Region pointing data
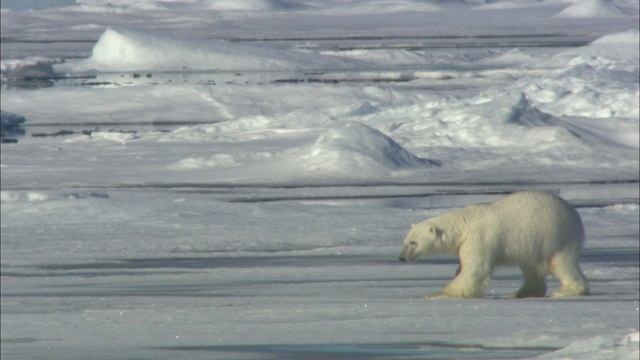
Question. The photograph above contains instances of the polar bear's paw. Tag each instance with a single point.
(437, 296)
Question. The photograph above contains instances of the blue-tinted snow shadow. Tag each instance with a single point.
(396, 351)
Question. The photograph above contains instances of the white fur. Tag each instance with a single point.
(537, 231)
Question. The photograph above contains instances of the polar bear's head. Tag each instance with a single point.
(422, 239)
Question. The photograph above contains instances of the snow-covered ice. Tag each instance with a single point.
(213, 179)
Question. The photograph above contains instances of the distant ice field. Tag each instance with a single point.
(223, 179)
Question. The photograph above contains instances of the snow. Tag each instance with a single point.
(592, 9)
(233, 179)
(123, 50)
(600, 347)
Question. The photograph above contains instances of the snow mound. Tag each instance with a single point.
(629, 37)
(591, 9)
(11, 124)
(601, 348)
(357, 149)
(618, 46)
(120, 50)
(526, 115)
(13, 196)
(608, 131)
(15, 70)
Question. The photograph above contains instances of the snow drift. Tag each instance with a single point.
(121, 50)
(357, 149)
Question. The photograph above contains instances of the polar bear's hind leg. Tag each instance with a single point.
(534, 284)
(564, 266)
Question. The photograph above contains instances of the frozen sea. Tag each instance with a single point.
(222, 179)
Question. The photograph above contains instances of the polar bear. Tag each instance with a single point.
(535, 230)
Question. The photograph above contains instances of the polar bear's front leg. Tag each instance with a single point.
(471, 279)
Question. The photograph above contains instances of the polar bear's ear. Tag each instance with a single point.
(436, 232)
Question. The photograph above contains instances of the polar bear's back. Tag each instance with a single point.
(529, 226)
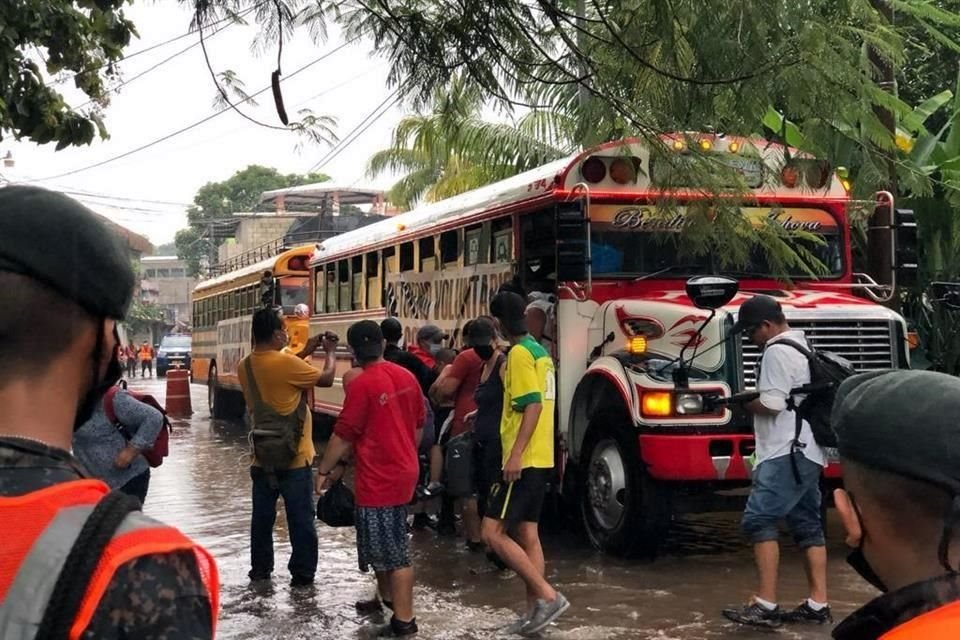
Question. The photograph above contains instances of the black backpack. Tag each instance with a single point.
(827, 371)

TASK BRIEF: Starting at the line that contains "polar bear's hind", write out every line through the end of the entries, both ends included, without any pictures.

OUTPUT OF THE TASK:
Question. The photograph above contains instances of the polar bear's hind leg. Tag each instance with a single point.
(534, 284)
(564, 266)
Question. The photograph above contains instances of the frozen sea. Tag each instance with a single point.
(222, 179)
Question. The photograph above contains instances of the polar bear. Tag each instance with a single point.
(535, 230)
Question. The photograph above contains instances of the polar bear's front leg. Tag each instance with a single point.
(471, 279)
Question. The photograph above contains instances of the polar bear's ear. Tag each instance with a single point.
(436, 232)
Question. The photograph above contains instances of the polar bear's back. Tag each instance with a single point.
(529, 226)
Question. The photograph above contains instances of the black backpack. Tag each instance with a single point.
(827, 371)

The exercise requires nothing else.